Texto de lectura
+--
Columna: Seis horas con Manuel

Una entrevista apresurada con el hombre que susurra a Dios en las ondas

-Oye, de verdad, no ha sido mi culpa…

-No me vengas ahora con excusas, ¿vale?

-¡Este sitio está a tomar por el culo! ¡Es un caserío perdido al final de un camino de cabras que no está ni señalizado! ¿Cómo esperabas que llegase antes de…?

-Robin, a estas alturas, me da exactamente igual todo eso. Has estado pasando del tema hasta que había una deadline y aun así has esperado al último momento. Tienes seis horas.

-Alto, alto, ¿cómo esperas que…?

-Eso es problema tuyo. Exprime este tema todo lo que puedas en ese tiempo. Si no sacas nada en claro, invéntatelo. Seis horas y tiramos del cable.

Un mago no llega tarde ni pronto, sino que llega exactamente cuando se lo propone; un bobo siempre llega sobre la bocina a pesar de que contaba con todo el tiempo del mundo. Hacía ¿cuánto, dos años? que sabía que esta historia existía y, aun así, la dejé apartada en un rincón. Las cosas del backlog, supongo: como jugador con pocos recursos, cada vez que leo la palabra “gratis” junto al título de prácticamente cualquier videojuego, corro a descargarlo con la intención no de jugarlo de inmediato, sino de dedicarle tiempo en el futuro. Tiempo que, como imagino que le pasa a prácticamente todo el mundo, nunca llega; siempre hay algún AAA en el horizonte, quizá alguna obra algo más de nicho pero que igualmente venía con mucho hype, que acapara toda la atención jugable y discursiva en un momento dado. Cuál es tu sorpresa (ninguna, a decir verdad) cuando empiezas a atisbar los bordes de ese “momento” y planeas desempolvar de una buena vez ese Humble Bundle del que solo probaste un título de veinte… pero la sombra de un nuevo gran título se cierne sobre tus sanísimas intenciones. Creo que lo que acabo de contar hará decir “sí soy” a prácticamente cualquier jugadore que me lea, así que tampoco me detendré más en el ejemplo.
+--
Instrucciones de la tarea
1. Reescribe como lista breve el párrafo de la columna que comienza con “Un mago no llega tarde ni pronto”, sin perder sus datos principales.
2. Transcribe literalmente el tramo de la columna que va desde “-Oye, de verdad, no” hasta “llegase antes de…?”.

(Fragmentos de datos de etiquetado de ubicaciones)
+--
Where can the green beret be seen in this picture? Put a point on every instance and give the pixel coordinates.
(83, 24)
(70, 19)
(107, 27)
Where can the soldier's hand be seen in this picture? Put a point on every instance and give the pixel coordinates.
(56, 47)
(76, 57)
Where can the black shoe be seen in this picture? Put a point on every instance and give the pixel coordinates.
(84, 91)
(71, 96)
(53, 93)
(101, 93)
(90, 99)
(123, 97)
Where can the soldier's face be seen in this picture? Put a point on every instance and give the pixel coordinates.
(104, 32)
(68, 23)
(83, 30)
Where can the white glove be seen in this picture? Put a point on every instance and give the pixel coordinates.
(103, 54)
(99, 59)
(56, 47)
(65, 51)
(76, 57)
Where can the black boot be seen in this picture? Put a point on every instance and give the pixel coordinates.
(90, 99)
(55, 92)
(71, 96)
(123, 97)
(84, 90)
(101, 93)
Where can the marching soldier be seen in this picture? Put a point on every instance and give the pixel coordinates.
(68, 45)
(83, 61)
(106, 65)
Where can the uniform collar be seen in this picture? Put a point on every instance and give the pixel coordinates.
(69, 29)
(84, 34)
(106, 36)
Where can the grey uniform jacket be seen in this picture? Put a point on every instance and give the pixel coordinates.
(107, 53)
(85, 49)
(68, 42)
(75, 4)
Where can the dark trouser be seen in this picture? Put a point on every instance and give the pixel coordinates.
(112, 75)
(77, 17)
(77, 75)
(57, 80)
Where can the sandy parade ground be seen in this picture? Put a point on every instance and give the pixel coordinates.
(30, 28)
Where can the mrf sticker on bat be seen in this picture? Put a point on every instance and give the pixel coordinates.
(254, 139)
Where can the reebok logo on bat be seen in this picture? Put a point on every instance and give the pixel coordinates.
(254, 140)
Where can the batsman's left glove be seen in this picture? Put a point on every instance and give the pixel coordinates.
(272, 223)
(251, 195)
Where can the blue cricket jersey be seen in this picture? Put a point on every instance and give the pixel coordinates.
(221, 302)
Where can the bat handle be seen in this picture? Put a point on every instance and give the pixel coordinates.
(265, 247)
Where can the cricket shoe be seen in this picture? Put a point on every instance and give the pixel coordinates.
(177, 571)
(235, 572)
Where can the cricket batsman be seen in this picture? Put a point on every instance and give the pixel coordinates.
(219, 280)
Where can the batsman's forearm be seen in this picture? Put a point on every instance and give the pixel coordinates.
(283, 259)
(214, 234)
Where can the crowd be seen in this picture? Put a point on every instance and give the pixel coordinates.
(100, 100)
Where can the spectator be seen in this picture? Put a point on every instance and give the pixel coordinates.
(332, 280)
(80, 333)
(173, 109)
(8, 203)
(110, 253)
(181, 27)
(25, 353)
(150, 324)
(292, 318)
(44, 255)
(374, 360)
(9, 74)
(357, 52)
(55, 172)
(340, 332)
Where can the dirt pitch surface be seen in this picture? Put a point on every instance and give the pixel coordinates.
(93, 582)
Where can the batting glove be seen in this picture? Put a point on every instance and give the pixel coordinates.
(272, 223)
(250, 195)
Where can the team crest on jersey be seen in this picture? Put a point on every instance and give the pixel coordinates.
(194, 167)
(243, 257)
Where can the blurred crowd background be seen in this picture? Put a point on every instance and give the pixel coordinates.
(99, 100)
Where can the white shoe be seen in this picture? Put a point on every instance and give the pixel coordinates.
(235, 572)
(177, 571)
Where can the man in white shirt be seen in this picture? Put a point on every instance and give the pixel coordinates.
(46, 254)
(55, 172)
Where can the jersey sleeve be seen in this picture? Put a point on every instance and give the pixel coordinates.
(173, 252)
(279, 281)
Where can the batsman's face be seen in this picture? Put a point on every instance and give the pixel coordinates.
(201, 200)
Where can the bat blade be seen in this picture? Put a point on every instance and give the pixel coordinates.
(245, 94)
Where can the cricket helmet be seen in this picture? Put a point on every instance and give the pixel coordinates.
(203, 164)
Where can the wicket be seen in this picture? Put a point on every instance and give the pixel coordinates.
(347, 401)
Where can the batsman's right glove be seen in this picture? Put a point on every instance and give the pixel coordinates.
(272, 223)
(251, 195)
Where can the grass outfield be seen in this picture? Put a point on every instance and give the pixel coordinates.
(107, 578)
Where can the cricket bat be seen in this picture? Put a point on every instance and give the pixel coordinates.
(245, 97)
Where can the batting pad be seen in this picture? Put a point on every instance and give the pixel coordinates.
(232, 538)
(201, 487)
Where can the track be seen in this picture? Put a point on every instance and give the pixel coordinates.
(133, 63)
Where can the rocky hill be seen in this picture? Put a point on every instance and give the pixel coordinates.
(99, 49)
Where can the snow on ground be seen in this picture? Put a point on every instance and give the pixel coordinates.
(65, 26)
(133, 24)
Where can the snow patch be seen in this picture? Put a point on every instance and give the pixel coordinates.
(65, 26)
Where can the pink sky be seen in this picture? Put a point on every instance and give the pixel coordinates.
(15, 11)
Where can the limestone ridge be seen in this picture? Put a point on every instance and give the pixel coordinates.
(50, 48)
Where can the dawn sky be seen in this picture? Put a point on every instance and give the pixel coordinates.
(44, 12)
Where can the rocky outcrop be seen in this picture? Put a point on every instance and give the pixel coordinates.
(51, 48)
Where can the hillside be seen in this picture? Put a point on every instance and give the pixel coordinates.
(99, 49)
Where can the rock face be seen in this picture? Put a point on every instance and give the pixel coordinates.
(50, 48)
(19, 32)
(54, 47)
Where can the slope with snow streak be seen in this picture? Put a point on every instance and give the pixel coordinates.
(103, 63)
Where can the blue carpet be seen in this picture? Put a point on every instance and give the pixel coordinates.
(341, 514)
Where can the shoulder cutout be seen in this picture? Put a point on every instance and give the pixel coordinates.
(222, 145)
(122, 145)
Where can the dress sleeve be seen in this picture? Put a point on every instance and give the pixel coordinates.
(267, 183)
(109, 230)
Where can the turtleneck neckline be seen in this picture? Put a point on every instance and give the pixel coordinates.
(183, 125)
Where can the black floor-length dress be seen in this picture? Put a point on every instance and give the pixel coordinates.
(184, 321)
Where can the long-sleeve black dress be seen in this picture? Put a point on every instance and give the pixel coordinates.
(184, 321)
+--
Respuestas esperadas
1.
- Un mago llega exactamente cuando se lo propone; un bobo llega siempre sobre la bocina, aunque haya tenido todo el tiempo del mundo.
- Quien escribe sabía desde hacía unos dos años que esta historia existía, pero la dejó apartada en un rincón.
- Es cosa del backlog: con pocos recursos, descarga cualquier videojuego que aparezca como “gratis” para dedicarle tiempo en el futuro.
- Ese tiempo nunca llega, porque siempre hay algún AAA u obra de nicho con mucho hype que acapara la atención.
- Cuando por fin planea desempolvar el Humble Bundle del que solo probó un título de veinte, asoma un nuevo gran título.
- Cree que cualquier jugadore que lo lea dirá “sí soy”, así que no se detiene más en el ejemplo.

2.
-Oye, de verdad, no ha sido mi culpa…

-No me vengas ahora con excusas, ¿vale?

-¡Este sitio está a tomar por el culo! ¡Es un caserío perdido al final de un camino de cabras que no está ni señalizado! ¿Cómo esperabas que llegase antes de…?